- [AIM]:
Return each line of the items below that contains the word "valley", matching case exactly.

- [TASK MATERIAL]:
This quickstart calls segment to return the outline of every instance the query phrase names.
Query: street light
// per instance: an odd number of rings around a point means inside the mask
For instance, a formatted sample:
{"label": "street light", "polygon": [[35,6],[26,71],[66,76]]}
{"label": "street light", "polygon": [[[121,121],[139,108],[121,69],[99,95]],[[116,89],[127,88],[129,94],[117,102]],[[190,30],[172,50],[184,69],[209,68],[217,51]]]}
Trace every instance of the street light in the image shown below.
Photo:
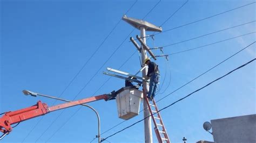
{"label": "street light", "polygon": [[[32,91],[29,91],[29,90],[22,90],[22,92],[23,92],[23,94],[25,95],[31,95],[31,96],[34,96],[34,97],[36,97],[37,96],[40,96],[45,97],[48,97],[48,98],[52,98],[52,99],[57,99],[57,100],[59,100],[59,101],[65,101],[65,102],[72,102],[71,101],[66,100],[66,99],[62,99],[62,98],[59,98],[55,97],[53,97],[53,96],[49,96],[49,95],[42,95],[42,94],[36,93],[36,92],[32,92]],[[92,110],[95,112],[95,113],[96,114],[97,117],[98,118],[98,135],[96,135],[96,137],[97,137],[98,138],[98,142],[99,143],[100,142],[100,119],[99,118],[99,113],[97,112],[97,111],[94,108],[93,108],[92,107],[91,107],[91,106],[89,106],[87,104],[80,104],[80,105],[82,105],[82,106],[86,106],[86,107],[89,108],[90,109]]]}

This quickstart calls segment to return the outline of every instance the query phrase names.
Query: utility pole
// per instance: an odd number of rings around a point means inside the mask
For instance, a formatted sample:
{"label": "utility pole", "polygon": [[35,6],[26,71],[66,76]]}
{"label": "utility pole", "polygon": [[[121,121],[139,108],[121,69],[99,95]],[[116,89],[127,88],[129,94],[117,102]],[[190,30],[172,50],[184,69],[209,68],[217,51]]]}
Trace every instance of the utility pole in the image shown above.
{"label": "utility pole", "polygon": [[[143,39],[141,48],[139,48],[139,51],[142,55],[142,63],[144,64],[144,60],[147,58],[147,51],[150,52],[150,55],[152,55],[152,52],[150,50],[145,46],[146,45],[146,31],[153,31],[153,32],[161,32],[162,29],[160,27],[156,26],[152,24],[147,22],[144,20],[137,19],[133,18],[127,17],[126,16],[124,16],[122,18],[123,20],[127,22],[129,24],[140,30],[140,38]],[[135,42],[135,41],[134,41]],[[143,45],[144,46],[143,46]],[[137,47],[138,48],[138,47]],[[156,60],[155,57],[153,57]],[[147,73],[147,67],[145,68],[142,71],[142,77],[145,78],[146,74]],[[146,96],[147,93],[149,90],[149,83],[146,81],[143,81],[143,94]],[[144,118],[150,116],[146,101],[145,99],[143,100],[143,108],[144,108]],[[144,120],[144,135],[145,142],[153,142],[152,135],[152,127],[151,127],[151,117],[147,118]]]}

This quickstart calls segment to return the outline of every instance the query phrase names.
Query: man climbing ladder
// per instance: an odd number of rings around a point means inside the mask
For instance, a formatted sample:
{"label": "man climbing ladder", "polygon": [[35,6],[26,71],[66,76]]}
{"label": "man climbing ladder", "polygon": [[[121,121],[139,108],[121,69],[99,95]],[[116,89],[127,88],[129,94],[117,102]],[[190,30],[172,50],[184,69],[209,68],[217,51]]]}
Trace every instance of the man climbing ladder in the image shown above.
{"label": "man climbing ladder", "polygon": [[152,100],[156,96],[156,91],[158,88],[160,80],[160,74],[158,65],[150,61],[149,58],[145,59],[144,63],[149,66],[147,78],[150,79],[150,89],[147,93],[147,98]]}

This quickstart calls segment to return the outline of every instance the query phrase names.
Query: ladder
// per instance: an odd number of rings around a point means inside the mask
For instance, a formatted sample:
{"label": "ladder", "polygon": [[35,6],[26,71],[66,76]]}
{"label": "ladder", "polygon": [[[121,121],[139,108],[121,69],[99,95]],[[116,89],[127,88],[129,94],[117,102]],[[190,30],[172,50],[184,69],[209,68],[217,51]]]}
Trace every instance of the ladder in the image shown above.
{"label": "ladder", "polygon": [[[152,101],[150,101],[147,98],[146,94],[144,95],[144,98],[147,102],[147,106],[149,107],[153,122],[154,124],[154,129],[157,135],[158,142],[170,143],[171,141],[166,132],[166,130],[164,125],[164,123],[163,122],[162,118],[160,115],[160,112],[158,112],[158,109],[157,109],[157,104],[156,103],[154,99],[153,99]],[[145,96],[145,95],[146,96]],[[153,115],[154,113],[155,114]]]}

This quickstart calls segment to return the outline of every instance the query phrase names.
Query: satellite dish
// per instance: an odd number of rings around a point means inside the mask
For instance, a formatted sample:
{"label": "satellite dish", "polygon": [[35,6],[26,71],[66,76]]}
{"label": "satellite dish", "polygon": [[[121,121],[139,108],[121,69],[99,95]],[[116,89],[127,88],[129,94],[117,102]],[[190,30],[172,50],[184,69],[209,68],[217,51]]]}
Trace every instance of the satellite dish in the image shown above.
{"label": "satellite dish", "polygon": [[205,121],[205,123],[204,123],[203,127],[205,130],[205,131],[208,131],[211,130],[211,128],[212,128],[212,125],[211,124],[211,123],[210,123],[210,122]]}

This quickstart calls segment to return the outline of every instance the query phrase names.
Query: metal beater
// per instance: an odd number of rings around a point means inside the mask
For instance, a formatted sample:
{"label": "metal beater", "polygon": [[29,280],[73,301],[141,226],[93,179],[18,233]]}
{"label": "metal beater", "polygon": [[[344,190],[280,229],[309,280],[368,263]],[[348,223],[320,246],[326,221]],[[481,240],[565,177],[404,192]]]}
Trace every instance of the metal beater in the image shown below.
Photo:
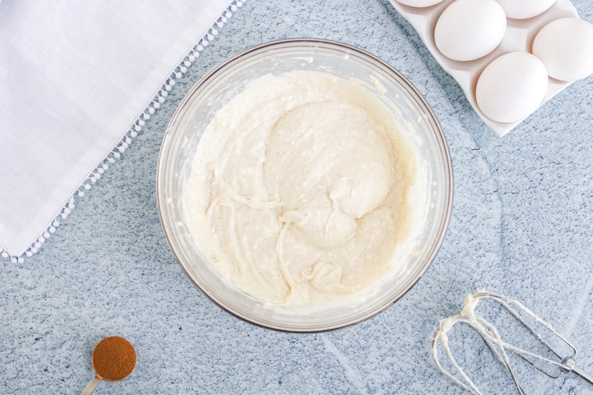
{"label": "metal beater", "polygon": [[[519,347],[516,347],[512,345],[503,341],[496,327],[486,320],[479,317],[474,314],[474,309],[478,301],[482,298],[489,298],[493,299],[503,306],[515,318],[518,319],[521,324],[528,328],[532,333],[547,348],[550,352],[557,357],[557,360],[554,361],[534,352],[528,351]],[[568,357],[563,357],[557,352],[548,342],[546,342],[543,337],[538,333],[534,327],[528,324],[523,317],[522,317],[515,309],[522,311],[537,323],[541,324],[544,327],[551,332],[553,335],[557,337],[560,341],[565,343],[572,352]],[[470,379],[467,375],[463,371],[463,370],[455,361],[453,355],[449,349],[448,338],[447,333],[451,327],[458,322],[464,322],[472,328],[475,329],[478,333],[484,339],[486,344],[494,353],[498,361],[503,364],[506,371],[511,375],[513,383],[517,387],[517,390],[521,395],[527,395],[525,390],[519,384],[519,381],[513,371],[511,362],[509,360],[508,355],[506,351],[511,351],[518,355],[527,361],[538,370],[543,372],[546,375],[552,378],[557,378],[563,372],[569,373],[572,372],[576,374],[585,381],[591,384],[593,384],[593,376],[585,373],[581,369],[575,365],[575,361],[573,358],[576,355],[576,349],[572,344],[566,340],[566,338],[554,330],[550,324],[544,322],[541,319],[536,316],[530,310],[524,306],[519,302],[513,299],[511,299],[503,295],[499,295],[491,292],[484,290],[477,290],[473,294],[469,294],[466,297],[464,303],[463,309],[460,314],[441,320],[439,327],[435,330],[435,335],[432,337],[432,343],[431,346],[431,352],[432,353],[433,359],[436,364],[436,367],[442,372],[445,375],[451,378],[453,381],[460,386],[461,387],[467,390],[474,395],[483,395],[478,387]],[[461,376],[467,384],[461,380],[454,377],[451,373],[443,368],[439,362],[437,356],[437,344],[440,341],[442,348],[445,350],[447,358],[452,367]],[[545,362],[547,364],[547,368],[556,367],[557,370],[550,372],[548,370],[543,367],[538,362]]]}

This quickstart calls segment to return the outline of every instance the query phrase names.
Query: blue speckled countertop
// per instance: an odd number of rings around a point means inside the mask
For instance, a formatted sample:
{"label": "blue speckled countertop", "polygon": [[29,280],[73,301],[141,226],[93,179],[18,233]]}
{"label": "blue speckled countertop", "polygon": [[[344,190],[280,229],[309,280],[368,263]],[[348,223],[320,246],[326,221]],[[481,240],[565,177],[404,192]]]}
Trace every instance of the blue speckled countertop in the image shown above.
{"label": "blue speckled countertop", "polygon": [[[573,2],[593,21],[587,0]],[[400,70],[440,120],[455,176],[447,237],[417,284],[378,316],[318,334],[259,328],[212,303],[173,258],[155,193],[165,128],[191,86],[241,50],[295,37],[341,41]],[[549,321],[593,372],[592,88],[593,77],[575,82],[499,138],[387,0],[248,0],[39,252],[0,260],[0,393],[80,393],[93,348],[117,335],[138,364],[95,393],[463,394],[435,367],[430,338],[478,287]],[[514,393],[494,365],[468,367],[489,393]],[[566,375],[521,377],[531,394],[593,394]]]}

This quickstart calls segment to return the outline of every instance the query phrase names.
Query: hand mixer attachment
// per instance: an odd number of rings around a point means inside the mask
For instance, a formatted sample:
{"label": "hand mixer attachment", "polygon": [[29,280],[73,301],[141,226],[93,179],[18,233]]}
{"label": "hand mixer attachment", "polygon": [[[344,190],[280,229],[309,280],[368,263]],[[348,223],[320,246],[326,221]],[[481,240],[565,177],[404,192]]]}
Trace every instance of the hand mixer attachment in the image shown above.
{"label": "hand mixer attachment", "polygon": [[[476,306],[482,298],[493,299],[502,305],[515,318],[530,330],[551,354],[556,355],[557,357],[557,360],[554,361],[546,358],[534,352],[517,347],[503,341],[498,330],[494,325],[484,318],[475,314],[474,310]],[[537,332],[531,325],[519,315],[518,310],[522,311],[534,322],[541,324],[559,339],[559,341],[565,343],[571,350],[571,351],[569,352],[570,355],[568,357],[566,355],[563,357],[562,355],[557,352],[548,342],[544,340],[544,337],[540,333]],[[526,395],[527,393],[519,384],[519,381],[511,368],[508,354],[506,353],[507,351],[518,355],[539,371],[552,378],[557,378],[563,372],[567,373],[572,372],[578,375],[585,381],[593,384],[593,376],[587,374],[575,366],[575,361],[573,358],[576,355],[576,349],[563,336],[556,332],[550,324],[544,322],[530,310],[517,300],[508,298],[503,295],[499,295],[484,290],[478,290],[473,294],[468,294],[466,297],[464,307],[460,314],[441,320],[439,327],[435,330],[435,335],[432,337],[432,343],[431,346],[431,352],[432,353],[433,359],[434,359],[435,363],[436,364],[436,367],[438,368],[439,370],[461,387],[467,390],[474,395],[483,395],[483,394],[480,392],[477,386],[474,384],[466,372],[464,372],[461,367],[455,362],[455,358],[453,358],[453,355],[449,348],[448,338],[447,333],[458,322],[464,322],[467,324],[475,329],[484,339],[487,346],[494,353],[496,359],[503,364],[506,371],[511,375],[515,386],[521,395]],[[441,366],[437,355],[437,345],[439,341],[451,365],[461,375],[463,379],[465,380],[467,385],[453,376]],[[546,367],[543,367],[542,365]],[[550,368],[554,368],[554,367],[557,369],[550,371]]]}

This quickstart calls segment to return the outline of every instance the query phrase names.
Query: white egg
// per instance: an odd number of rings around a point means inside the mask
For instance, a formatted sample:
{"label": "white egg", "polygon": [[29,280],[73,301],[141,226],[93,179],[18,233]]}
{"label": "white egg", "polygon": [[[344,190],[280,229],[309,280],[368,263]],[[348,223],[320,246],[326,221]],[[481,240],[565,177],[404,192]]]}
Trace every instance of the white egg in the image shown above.
{"label": "white egg", "polygon": [[496,48],[505,36],[506,17],[496,0],[457,0],[441,14],[435,43],[454,60],[473,60]]}
{"label": "white egg", "polygon": [[397,2],[412,7],[428,7],[438,4],[443,0],[397,0]]}
{"label": "white egg", "polygon": [[531,52],[552,78],[584,78],[593,73],[593,25],[578,18],[552,21],[537,33]]}
{"label": "white egg", "polygon": [[508,18],[527,19],[540,15],[551,7],[556,0],[497,0]]}
{"label": "white egg", "polygon": [[476,101],[493,121],[515,122],[537,109],[547,88],[548,75],[541,60],[527,52],[511,52],[493,60],[482,72]]}

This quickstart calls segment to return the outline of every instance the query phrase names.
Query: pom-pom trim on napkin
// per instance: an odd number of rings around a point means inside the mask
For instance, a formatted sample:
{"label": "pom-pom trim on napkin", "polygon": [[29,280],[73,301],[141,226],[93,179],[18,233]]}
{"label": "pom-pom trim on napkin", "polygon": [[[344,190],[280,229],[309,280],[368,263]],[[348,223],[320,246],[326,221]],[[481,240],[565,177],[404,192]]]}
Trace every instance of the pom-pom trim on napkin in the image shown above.
{"label": "pom-pom trim on napkin", "polygon": [[[114,163],[117,159],[121,158],[122,154],[132,144],[132,139],[138,137],[138,133],[141,132],[142,127],[146,124],[146,121],[150,119],[151,116],[154,114],[160,108],[161,105],[164,102],[169,92],[175,86],[176,80],[183,78],[183,75],[187,72],[188,68],[191,67],[196,60],[199,57],[200,53],[218,35],[218,29],[222,28],[227,23],[228,20],[232,17],[232,13],[241,7],[244,2],[245,2],[245,0],[232,1],[216,19],[216,21],[212,24],[212,26],[206,31],[203,36],[194,43],[192,48],[187,51],[183,60],[176,66],[169,76],[165,79],[161,87],[155,93],[152,101],[148,104],[136,120],[130,126],[129,130],[125,133],[122,139],[115,144],[111,151],[103,159],[97,168],[89,172],[87,178],[64,204],[58,216],[39,233],[37,239],[27,249],[23,254],[24,255],[30,257],[33,256],[33,254],[37,253],[41,248],[42,244],[44,243],[46,240],[49,239],[52,234],[56,232],[56,228],[60,226],[59,219],[60,218],[66,219],[74,210],[75,207],[75,199],[76,198],[79,199],[84,196],[85,192],[90,191],[93,185],[96,183],[103,176],[105,172],[109,169],[109,165]],[[9,255],[8,252],[4,250],[2,247],[0,247],[0,256],[4,258],[9,258],[11,262],[13,264],[17,262],[22,264],[25,261],[23,255],[20,256]]]}

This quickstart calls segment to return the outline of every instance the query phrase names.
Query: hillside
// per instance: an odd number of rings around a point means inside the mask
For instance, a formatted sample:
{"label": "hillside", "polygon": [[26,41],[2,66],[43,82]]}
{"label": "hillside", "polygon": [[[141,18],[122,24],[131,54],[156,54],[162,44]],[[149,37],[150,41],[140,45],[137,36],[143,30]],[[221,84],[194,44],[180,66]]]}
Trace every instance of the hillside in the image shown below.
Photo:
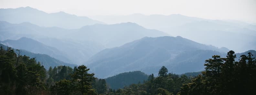
{"label": "hillside", "polygon": [[23,37],[17,40],[7,40],[0,42],[5,46],[15,48],[24,49],[36,53],[46,54],[57,59],[71,62],[67,54],[55,48],[45,45],[32,39]]}
{"label": "hillside", "polygon": [[0,21],[16,24],[29,22],[40,26],[68,29],[103,23],[86,16],[78,16],[62,12],[49,14],[29,7],[0,9]]}
{"label": "hillside", "polygon": [[168,35],[131,23],[96,24],[75,29],[40,27],[29,23],[13,24],[0,21],[0,40],[31,38],[68,54],[68,57],[66,57],[79,64],[104,49],[120,46],[145,37]]}
{"label": "hillside", "polygon": [[143,83],[146,80],[148,75],[140,71],[123,73],[105,79],[107,84],[111,88],[116,90],[132,84]]}
{"label": "hillside", "polygon": [[[172,36],[181,36],[201,43],[225,47],[239,52],[256,49],[256,26],[242,21],[208,19],[180,14],[136,14],[90,17],[108,24],[134,23]],[[241,45],[236,46],[237,43]]]}
{"label": "hillside", "polygon": [[146,37],[104,50],[92,57],[86,64],[101,78],[131,71],[155,74],[163,65],[171,68],[169,69],[174,73],[181,74],[201,71],[206,59],[229,51],[223,48],[180,37]]}
{"label": "hillside", "polygon": [[[7,48],[7,46],[2,44],[0,44],[0,46],[3,47],[3,48],[5,50],[6,50]],[[17,48],[13,48],[13,49],[14,50],[16,50],[16,49]],[[42,63],[44,67],[47,70],[48,69],[50,66],[53,68],[55,66],[57,67],[60,65],[68,66],[70,67],[74,67],[76,66],[76,65],[74,64],[69,64],[61,61],[46,54],[34,53],[25,50],[20,50],[21,51],[20,55],[26,55],[29,57],[31,58],[35,58],[37,61]],[[15,51],[15,52],[16,54],[18,54],[17,51]]]}

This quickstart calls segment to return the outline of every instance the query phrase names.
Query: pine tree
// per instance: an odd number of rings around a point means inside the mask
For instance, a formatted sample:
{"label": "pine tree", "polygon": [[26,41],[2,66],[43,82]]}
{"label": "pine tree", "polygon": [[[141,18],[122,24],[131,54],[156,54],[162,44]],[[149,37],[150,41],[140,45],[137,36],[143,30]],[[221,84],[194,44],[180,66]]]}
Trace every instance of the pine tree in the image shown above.
{"label": "pine tree", "polygon": [[161,68],[161,69],[159,70],[158,76],[163,77],[166,77],[167,76],[167,73],[168,72],[168,70],[167,69],[165,66],[163,66]]}
{"label": "pine tree", "polygon": [[88,95],[88,93],[97,94],[95,92],[93,92],[91,85],[91,82],[94,78],[94,74],[88,73],[88,72],[90,69],[84,65],[80,66],[76,70],[76,71],[71,76],[74,81],[79,82],[77,88],[82,95]]}

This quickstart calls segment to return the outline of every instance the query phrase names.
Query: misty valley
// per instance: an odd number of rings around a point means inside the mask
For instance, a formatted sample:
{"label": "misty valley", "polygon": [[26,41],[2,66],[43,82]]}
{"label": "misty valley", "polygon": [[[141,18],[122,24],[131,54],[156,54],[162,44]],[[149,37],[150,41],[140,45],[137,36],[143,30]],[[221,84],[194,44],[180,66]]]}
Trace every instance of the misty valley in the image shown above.
{"label": "misty valley", "polygon": [[256,24],[0,9],[0,95],[256,95]]}

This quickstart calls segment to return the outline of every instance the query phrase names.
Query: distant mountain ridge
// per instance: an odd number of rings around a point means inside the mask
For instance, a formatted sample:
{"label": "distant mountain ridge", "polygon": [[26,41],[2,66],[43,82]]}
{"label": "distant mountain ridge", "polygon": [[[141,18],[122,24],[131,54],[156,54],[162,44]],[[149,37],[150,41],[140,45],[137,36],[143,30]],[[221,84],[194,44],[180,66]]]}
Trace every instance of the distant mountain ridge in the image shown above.
{"label": "distant mountain ridge", "polygon": [[[7,48],[7,46],[3,44],[0,44],[0,46],[3,47],[3,48],[5,50]],[[42,63],[44,67],[47,70],[48,70],[50,66],[53,68],[55,66],[57,67],[60,65],[68,66],[70,67],[76,66],[76,65],[69,64],[60,61],[46,54],[34,53],[25,50],[20,49],[19,48],[12,48],[14,50],[14,51],[16,54],[17,54],[18,52],[15,50],[16,49],[17,49],[20,50],[20,54],[21,55],[26,55],[29,57],[30,58],[35,58],[37,61]]]}
{"label": "distant mountain ridge", "polygon": [[46,54],[66,62],[71,62],[66,58],[66,54],[54,48],[45,45],[31,38],[23,37],[17,40],[5,40],[0,42],[0,43],[14,48],[24,49],[36,53]]}
{"label": "distant mountain ridge", "polygon": [[[193,66],[197,68],[193,69],[170,70],[174,73],[181,74],[201,71],[206,59],[214,54],[224,54],[229,50],[225,48],[219,48],[178,36],[145,37],[120,47],[101,51],[92,57],[85,64],[91,69],[91,71],[98,76],[97,77],[104,78],[135,70],[149,74],[155,73],[163,65],[175,68],[176,66],[191,62],[191,60],[197,61],[192,62],[197,65]],[[189,56],[187,56],[188,54]],[[198,61],[201,62],[198,63]]]}
{"label": "distant mountain ridge", "polygon": [[67,29],[78,28],[84,26],[104,23],[86,16],[78,16],[63,12],[48,14],[28,6],[0,9],[0,21],[14,23],[29,22],[40,26]]}
{"label": "distant mountain ridge", "polygon": [[[89,17],[108,24],[135,23],[172,36],[181,36],[201,43],[227,47],[239,52],[256,49],[256,26],[241,21],[207,19],[180,14],[136,14]],[[237,43],[240,45],[236,45]]]}
{"label": "distant mountain ridge", "polygon": [[148,75],[140,71],[134,71],[119,74],[105,80],[110,88],[116,90],[132,84],[142,83],[147,80],[148,77]]}

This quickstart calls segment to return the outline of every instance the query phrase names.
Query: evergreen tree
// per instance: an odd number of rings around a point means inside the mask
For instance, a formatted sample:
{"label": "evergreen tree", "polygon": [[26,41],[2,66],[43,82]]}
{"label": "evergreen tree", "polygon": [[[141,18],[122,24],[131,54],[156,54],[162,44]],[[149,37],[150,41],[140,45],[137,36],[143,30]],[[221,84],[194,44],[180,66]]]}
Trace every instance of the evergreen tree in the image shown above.
{"label": "evergreen tree", "polygon": [[167,72],[168,72],[168,70],[165,66],[163,66],[159,70],[158,76],[163,77],[166,77],[167,76]]}
{"label": "evergreen tree", "polygon": [[93,78],[94,74],[90,74],[88,72],[90,69],[82,65],[78,67],[76,71],[72,75],[74,81],[79,82],[77,88],[79,89],[82,95],[88,95],[89,93],[96,94],[95,92],[92,89],[91,82]]}

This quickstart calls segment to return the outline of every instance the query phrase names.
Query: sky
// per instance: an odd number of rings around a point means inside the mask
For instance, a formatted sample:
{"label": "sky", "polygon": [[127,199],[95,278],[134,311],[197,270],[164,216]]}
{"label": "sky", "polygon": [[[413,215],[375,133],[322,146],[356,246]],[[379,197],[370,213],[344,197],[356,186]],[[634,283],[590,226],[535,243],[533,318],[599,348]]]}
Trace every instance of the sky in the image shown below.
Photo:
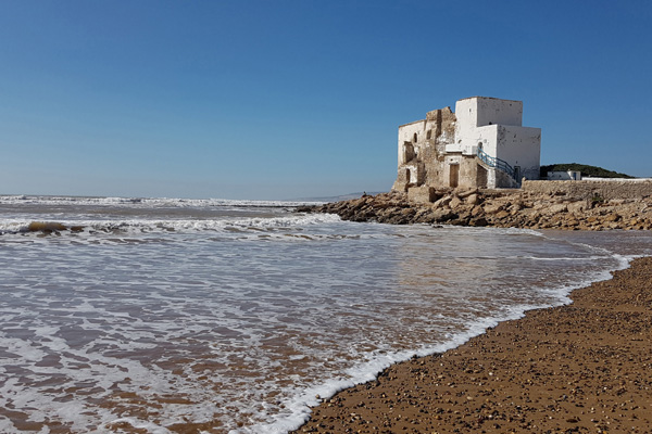
{"label": "sky", "polygon": [[541,164],[652,177],[652,2],[0,2],[0,193],[388,191],[398,126],[524,102]]}

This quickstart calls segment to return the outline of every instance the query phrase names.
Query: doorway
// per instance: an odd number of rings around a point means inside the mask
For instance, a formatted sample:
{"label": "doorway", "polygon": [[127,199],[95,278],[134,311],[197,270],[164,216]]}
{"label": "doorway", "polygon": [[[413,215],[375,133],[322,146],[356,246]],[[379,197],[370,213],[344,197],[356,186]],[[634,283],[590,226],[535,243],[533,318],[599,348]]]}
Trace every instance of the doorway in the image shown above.
{"label": "doorway", "polygon": [[487,169],[478,164],[478,173],[476,176],[476,183],[478,189],[487,188]]}
{"label": "doorway", "polygon": [[449,186],[454,189],[460,183],[460,165],[451,164],[449,166],[449,169],[450,169]]}

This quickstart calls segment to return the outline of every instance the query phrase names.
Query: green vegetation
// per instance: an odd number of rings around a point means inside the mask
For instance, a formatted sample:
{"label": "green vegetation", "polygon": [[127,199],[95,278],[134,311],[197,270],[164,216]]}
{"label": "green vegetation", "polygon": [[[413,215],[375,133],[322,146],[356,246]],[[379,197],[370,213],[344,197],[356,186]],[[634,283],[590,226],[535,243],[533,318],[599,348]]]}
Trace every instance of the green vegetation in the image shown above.
{"label": "green vegetation", "polygon": [[635,178],[629,175],[618,174],[617,171],[603,169],[598,166],[589,166],[587,164],[566,163],[566,164],[551,164],[548,166],[541,166],[540,176],[544,178],[549,171],[566,171],[577,170],[581,171],[582,177],[597,177],[597,178]]}

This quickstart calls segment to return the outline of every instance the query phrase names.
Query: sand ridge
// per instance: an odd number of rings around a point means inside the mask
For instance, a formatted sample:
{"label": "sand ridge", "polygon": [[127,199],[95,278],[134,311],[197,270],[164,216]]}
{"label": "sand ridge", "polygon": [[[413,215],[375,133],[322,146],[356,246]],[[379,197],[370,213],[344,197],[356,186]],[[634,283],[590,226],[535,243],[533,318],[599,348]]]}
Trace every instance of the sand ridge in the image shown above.
{"label": "sand ridge", "polygon": [[652,258],[313,409],[294,433],[650,433]]}

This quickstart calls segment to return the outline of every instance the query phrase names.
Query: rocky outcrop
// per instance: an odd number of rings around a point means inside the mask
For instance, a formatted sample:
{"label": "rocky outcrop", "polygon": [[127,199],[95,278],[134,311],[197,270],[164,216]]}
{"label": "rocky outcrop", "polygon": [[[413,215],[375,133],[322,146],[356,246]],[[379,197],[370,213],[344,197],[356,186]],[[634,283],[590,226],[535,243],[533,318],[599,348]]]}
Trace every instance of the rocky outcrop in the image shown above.
{"label": "rocky outcrop", "polygon": [[432,203],[416,203],[399,192],[363,195],[313,208],[344,220],[392,225],[430,224],[500,228],[604,230],[652,229],[652,197],[576,200],[523,190],[440,191]]}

- [EXPECTED OUTPUT]:
Query: misty valley
{"label": "misty valley", "polygon": [[26,41],[2,66],[43,82]]}
{"label": "misty valley", "polygon": [[[141,18],[122,24],[131,54],[156,54],[162,44]],[[149,37],[150,41],[140,45],[137,36],[143,30]],[[221,84],[194,44],[180,66]]]}
Trace every instance of the misty valley in the image shown above.
{"label": "misty valley", "polygon": [[256,24],[0,9],[0,95],[256,95]]}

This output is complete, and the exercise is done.